# Corybas geminiggibus



## goods (May 8, 2011)

Does anyone grow this? I got one last year and successfully brought it through dormancy. Now, it is beginning to break and I'm not sure if I should water it heavily, increase humidity, etc. or if I should wait. Thanks for any input.


----------



## NYEric (May 8, 2011)

If it's come out of dormancy wouldn't it need water?


----------



## biothanasis (May 10, 2011)

I've heard that they need a lot of humidity.... watering should be done with caution so as not to rot the bulbs... Good luck


----------



## goods (May 10, 2011)

Thanks guys. I was told that they grow best with very high humidity but minimal overhead watering for the reason biothanasis posted. Last year, I watered heavily once, and then put it in one of those cubes that Lowes and Home Depot sell carnivorous plants in. At the bottom was a layer of hydroton about half way filled with water. I then sealed the top and left it alone. This kept it growing the entire season and I didn't have rot issues. I was just unsure if I should do the one heavy watering yet because the plant was well out of dormancy when I did it last year.


----------



## NYEric (May 10, 2011)

Kind of curious, where did you get it from last year, if I may ask?


----------



## goods (May 10, 2011)

I got it from Jewell Orchids. I think they're out of Georgia. It wasn't expensive at all, but there's absolutely no information out there about it that I've found so far. I know of a few other people who got some from a Malaysian vendor (I think) from Redlands last year, but as far as I know, those didn't make it to dormancy.


----------



## NYEric (May 10, 2011)

Weird, because they're so unusual to find here. Good luck.


----------



## KyushuCalanthe (May 11, 2011)

Never grown this species, but I have tried C. hispidus a couple times. I've found growing them to be pretty easy as long as you keep the humidity high and NEVER let them dry out. For me the dormancy period is the trickiest part, so you're half way there in my opinion.

The easiest solution is a clear cup over the top of the pot or grow it in a terrarium. Go easy on the fertilizer too, very easy...


----------



## goods (May 11, 2011)

They are pretty hard to find here. That's why I got it the minute it was offered. I don't let it dry out when its growing and allow it to go dormant on its own (while its sealed in a very humid environment).


----------

● **What to work on**
According to the Corybas geminiggibus thread, which seller did the original poster buy the plant from?

(Point annotation dataset records)
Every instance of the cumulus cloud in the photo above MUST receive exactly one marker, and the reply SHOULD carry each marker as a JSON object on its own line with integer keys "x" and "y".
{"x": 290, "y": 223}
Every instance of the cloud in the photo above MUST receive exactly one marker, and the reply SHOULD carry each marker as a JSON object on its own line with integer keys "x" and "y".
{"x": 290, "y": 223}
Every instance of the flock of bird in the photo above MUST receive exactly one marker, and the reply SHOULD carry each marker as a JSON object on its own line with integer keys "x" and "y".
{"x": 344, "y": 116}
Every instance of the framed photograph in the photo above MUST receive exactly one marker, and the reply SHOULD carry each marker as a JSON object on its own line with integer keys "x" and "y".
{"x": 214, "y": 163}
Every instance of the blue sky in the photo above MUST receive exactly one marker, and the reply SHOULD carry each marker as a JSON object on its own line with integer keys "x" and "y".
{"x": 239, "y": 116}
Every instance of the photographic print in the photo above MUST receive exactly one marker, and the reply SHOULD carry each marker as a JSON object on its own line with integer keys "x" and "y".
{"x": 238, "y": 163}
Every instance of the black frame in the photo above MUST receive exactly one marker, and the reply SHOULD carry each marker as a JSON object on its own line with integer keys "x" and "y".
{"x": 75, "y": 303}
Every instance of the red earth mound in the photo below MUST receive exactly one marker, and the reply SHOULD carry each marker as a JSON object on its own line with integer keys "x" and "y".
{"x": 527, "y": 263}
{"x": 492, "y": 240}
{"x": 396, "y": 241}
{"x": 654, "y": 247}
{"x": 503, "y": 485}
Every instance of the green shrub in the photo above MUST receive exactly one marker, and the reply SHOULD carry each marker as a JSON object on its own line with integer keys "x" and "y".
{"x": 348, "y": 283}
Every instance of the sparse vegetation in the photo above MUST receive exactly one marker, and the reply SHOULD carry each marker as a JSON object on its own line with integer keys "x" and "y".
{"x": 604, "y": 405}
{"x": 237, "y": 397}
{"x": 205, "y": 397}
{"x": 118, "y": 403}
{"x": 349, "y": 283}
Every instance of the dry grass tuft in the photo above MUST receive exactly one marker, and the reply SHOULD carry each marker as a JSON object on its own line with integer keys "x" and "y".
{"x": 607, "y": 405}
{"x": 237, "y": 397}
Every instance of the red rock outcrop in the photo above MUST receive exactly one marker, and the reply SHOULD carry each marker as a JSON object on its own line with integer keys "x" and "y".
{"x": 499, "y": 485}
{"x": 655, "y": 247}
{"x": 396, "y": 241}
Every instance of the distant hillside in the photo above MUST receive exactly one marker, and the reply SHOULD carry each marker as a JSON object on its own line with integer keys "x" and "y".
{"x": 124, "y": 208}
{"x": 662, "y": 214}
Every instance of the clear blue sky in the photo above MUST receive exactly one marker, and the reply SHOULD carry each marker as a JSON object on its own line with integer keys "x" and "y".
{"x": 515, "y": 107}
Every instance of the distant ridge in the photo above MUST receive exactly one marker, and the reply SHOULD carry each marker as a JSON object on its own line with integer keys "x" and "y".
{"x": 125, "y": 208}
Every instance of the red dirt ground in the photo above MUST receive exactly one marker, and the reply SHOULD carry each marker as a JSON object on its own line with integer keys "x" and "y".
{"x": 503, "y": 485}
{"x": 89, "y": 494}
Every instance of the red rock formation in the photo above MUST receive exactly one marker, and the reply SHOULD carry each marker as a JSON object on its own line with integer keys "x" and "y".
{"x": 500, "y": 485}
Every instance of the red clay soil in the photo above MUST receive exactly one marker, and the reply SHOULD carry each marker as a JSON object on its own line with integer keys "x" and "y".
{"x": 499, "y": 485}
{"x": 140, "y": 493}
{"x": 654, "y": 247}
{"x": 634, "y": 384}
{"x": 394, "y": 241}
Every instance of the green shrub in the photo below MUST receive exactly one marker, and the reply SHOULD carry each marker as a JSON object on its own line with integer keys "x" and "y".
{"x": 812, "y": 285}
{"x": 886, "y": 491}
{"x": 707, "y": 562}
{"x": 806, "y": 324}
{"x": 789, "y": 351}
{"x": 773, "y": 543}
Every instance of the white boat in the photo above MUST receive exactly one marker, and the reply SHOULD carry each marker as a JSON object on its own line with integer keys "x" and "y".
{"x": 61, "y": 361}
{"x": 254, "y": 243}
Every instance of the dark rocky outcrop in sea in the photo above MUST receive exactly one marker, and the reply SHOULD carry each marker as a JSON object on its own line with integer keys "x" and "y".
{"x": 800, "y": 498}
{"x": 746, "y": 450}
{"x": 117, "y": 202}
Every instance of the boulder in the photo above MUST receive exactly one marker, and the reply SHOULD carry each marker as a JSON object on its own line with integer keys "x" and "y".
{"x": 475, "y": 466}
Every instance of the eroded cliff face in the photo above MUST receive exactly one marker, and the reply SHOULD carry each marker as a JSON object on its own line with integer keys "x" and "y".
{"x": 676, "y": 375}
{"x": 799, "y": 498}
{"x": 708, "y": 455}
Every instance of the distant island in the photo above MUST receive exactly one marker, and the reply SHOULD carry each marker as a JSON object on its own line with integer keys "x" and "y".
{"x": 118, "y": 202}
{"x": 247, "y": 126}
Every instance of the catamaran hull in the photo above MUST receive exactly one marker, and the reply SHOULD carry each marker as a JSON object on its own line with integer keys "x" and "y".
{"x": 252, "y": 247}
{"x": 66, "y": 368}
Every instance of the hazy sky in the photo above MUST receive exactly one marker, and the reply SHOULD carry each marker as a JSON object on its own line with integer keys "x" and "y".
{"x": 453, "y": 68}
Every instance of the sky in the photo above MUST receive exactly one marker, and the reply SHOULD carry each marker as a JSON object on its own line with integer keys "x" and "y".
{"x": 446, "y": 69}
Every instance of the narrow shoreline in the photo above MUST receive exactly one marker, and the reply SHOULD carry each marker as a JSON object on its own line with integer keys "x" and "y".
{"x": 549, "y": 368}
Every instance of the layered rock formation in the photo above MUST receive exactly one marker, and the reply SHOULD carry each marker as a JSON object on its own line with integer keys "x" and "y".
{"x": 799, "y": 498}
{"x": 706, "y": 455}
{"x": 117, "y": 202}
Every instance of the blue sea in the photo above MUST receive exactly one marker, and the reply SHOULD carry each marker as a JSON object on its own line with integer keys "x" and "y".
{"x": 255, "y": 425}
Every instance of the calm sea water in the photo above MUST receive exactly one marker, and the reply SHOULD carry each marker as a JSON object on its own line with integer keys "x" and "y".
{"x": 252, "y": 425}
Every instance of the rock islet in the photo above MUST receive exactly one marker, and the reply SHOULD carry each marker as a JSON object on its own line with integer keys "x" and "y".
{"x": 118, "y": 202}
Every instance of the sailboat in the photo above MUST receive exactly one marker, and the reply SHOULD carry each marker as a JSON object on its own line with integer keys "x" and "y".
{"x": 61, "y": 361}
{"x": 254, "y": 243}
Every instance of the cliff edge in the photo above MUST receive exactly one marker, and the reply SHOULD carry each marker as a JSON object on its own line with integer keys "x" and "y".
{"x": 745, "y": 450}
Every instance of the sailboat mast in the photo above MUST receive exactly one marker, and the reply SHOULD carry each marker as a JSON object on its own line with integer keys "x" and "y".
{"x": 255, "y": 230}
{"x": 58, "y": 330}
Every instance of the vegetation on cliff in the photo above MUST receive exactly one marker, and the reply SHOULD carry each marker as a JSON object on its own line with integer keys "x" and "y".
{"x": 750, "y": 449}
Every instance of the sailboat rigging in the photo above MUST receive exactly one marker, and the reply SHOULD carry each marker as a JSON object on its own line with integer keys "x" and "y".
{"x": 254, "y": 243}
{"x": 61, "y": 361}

● **Full response**
Jewell Orchids